» **Instructions for the task**: Reproduce the passage of the text on slavery in the British colonies that starts with "The increasingly racialized" and goes on through "brutal, inhumane system.".

» **Text shown**:

________

The first Africans to come to the British colonies arrived in 1619. Roughly twenty enslaved Africans were transported by ship to the British colony of Virginia. These men were part of the burgeoning trans-Atlantic slave trade, which trafficked an estimated 10.7 million Africans to the Americas and the Caribbean. About 2 million more died on the trip from Africa to the New World. Approximately 388,000 of these Africans were enslaved in the British colonies and later, after its formation, in the United States. The slave trade became an integral part of the British colonies by the mid-1600s. The first Africans who were enslaved were most likely treated in a way similar to indentured servants; however, the institution of slavery for Africans and their descendants quickly changed. Although indentured servants, who worked for a set number of years to pay off their debts, were often treated harshly, historical documents indicate that from the beginning Africans were treated more harshly than European indentured servants. Additionally, the children of indentured servants were free, while the children of enslaved people were not.

Overview

The increasingly racialized system of American slavery became an official part of the colonies with the passage of slave laws in Massachusetts in 1641 and in Virginia in 1661. The laws differentiated African Americans from European Americans, officially removing any small amount of rights that African Americans had before that time. Therefore, the system of slavery both perpetuated and fed off racism. It perpetuated it by singling out African Americans as property, whereas European indentured servants were not considered property and were eventually freed. The system later fed off racism as Americans used their racist beliefs to justify the brutal, inhumane system.

________

» **Data extract**:
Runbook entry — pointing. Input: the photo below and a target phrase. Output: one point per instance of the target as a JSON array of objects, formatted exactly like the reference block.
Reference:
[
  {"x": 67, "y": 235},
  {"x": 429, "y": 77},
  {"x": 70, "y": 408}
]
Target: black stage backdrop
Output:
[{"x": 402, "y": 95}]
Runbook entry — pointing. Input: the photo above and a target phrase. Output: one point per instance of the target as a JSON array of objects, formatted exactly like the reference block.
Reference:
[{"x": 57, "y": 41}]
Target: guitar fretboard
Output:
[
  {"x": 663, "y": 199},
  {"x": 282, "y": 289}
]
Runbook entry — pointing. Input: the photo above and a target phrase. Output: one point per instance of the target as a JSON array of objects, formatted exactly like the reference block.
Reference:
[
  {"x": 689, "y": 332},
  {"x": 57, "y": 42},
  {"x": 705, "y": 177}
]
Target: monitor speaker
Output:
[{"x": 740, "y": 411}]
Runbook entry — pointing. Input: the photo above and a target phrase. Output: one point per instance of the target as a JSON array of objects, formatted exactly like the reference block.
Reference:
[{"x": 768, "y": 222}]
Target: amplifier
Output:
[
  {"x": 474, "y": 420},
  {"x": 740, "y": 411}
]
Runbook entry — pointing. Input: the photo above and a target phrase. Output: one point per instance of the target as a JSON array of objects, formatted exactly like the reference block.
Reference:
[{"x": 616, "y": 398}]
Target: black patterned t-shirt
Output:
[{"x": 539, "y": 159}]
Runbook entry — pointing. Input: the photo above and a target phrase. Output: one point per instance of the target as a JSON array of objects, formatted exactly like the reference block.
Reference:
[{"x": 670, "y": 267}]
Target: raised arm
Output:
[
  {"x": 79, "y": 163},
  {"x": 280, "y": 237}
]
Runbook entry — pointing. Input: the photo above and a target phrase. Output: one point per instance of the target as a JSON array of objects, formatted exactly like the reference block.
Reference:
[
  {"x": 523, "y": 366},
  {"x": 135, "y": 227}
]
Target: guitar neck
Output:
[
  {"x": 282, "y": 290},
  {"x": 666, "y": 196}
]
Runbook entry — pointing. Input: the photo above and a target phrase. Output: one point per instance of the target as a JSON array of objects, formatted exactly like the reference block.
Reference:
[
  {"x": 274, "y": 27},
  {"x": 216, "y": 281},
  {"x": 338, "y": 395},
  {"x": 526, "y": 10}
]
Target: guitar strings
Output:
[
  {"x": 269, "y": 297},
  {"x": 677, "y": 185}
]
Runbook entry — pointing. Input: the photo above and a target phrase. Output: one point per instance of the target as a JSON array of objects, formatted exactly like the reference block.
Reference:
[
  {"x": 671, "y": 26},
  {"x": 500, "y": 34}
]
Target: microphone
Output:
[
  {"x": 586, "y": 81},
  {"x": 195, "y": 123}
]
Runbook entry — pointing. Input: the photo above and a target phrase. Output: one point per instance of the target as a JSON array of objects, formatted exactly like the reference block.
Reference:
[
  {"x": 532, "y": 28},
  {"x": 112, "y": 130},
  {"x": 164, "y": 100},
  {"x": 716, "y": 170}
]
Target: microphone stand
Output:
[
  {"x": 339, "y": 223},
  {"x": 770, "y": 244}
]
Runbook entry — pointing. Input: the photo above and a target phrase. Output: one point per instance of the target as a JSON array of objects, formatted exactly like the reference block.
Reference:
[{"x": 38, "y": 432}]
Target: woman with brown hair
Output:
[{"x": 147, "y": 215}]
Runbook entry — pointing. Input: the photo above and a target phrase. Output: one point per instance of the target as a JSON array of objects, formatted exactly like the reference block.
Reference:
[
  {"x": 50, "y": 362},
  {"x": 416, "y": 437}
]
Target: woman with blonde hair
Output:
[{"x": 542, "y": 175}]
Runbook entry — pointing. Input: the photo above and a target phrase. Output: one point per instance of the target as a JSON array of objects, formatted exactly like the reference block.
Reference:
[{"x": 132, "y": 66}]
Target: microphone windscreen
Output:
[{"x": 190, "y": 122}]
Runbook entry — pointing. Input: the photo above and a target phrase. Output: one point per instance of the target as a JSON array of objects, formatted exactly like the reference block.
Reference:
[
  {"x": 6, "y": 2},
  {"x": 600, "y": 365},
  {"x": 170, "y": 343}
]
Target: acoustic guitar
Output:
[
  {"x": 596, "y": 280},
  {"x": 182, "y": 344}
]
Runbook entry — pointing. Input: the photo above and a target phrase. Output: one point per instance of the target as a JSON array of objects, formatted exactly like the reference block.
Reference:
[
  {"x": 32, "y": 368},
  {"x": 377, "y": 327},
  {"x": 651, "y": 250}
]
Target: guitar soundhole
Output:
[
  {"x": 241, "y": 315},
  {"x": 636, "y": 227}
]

________

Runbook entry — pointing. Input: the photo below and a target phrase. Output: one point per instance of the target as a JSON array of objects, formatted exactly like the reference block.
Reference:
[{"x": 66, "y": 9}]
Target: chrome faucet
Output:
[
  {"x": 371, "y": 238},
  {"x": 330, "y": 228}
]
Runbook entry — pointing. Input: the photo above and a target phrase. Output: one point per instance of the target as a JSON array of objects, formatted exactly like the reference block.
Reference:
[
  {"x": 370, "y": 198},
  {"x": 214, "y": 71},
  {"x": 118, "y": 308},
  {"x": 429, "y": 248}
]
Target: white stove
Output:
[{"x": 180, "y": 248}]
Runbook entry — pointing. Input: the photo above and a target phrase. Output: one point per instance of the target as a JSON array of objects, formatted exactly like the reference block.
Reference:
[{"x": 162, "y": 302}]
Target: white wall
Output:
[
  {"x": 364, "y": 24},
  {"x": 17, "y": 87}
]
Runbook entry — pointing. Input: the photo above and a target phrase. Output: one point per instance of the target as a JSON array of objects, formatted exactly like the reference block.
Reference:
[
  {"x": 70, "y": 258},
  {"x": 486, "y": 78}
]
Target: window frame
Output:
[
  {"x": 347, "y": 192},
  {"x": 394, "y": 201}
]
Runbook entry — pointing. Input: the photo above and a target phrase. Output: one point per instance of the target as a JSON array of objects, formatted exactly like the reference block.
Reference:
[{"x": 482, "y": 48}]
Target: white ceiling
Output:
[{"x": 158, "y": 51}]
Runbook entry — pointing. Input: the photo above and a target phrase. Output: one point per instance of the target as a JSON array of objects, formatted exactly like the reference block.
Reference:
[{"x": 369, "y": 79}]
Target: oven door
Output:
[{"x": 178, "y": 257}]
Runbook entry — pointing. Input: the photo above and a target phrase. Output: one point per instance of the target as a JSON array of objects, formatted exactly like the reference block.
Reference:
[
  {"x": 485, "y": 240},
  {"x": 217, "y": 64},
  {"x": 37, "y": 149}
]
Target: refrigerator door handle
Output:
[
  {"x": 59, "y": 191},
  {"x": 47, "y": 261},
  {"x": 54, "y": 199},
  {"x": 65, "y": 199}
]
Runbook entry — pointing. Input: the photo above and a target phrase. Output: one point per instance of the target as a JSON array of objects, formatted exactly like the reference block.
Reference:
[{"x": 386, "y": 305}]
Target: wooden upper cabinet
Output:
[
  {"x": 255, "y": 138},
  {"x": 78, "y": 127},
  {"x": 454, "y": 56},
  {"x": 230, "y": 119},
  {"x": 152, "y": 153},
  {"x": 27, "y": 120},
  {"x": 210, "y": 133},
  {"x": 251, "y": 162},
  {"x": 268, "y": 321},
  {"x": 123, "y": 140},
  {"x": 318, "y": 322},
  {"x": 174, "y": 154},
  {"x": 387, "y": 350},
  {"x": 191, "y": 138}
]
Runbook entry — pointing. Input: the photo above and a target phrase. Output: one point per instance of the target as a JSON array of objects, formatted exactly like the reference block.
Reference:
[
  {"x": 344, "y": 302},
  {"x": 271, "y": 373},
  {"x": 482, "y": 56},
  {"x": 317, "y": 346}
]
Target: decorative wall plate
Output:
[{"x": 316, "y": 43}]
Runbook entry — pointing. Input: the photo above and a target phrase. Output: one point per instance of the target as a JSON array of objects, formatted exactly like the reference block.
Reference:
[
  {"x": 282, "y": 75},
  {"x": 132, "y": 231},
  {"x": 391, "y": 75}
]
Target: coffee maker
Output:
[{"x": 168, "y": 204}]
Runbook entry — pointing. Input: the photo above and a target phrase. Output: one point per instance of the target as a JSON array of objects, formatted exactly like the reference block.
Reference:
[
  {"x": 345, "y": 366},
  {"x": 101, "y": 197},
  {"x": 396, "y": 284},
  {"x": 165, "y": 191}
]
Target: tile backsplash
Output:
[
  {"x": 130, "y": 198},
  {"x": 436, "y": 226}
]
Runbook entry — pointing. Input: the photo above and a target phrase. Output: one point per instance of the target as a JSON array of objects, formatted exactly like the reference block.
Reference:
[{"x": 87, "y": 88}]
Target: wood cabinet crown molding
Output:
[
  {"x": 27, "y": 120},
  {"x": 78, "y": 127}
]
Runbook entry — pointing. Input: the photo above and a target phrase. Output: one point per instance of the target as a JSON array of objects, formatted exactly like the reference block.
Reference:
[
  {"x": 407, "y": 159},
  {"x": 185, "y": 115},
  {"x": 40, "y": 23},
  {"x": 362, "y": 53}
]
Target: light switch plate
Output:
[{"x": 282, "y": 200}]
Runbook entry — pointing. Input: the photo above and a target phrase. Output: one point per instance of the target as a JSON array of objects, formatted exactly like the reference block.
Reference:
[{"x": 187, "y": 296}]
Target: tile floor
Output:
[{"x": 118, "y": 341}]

________

» **Exercise response**:
The increasingly racialized system of American slavery became an official part of the colonies with the passage of slave laws in Massachusetts in 1641 and in Virginia in 1661. The laws differentiated African Americans from European Americans, officially removing any small amount of rights that African Americans had before that time. Therefore, the system of slavery both perpetuated and fed off racism. It perpetuated it by singling out African Americans as property, whereas European indentured servants were not considered property and were eventually freed. The system later fed off racism as Americans used their racist beliefs to justify the brutal, inhumane system.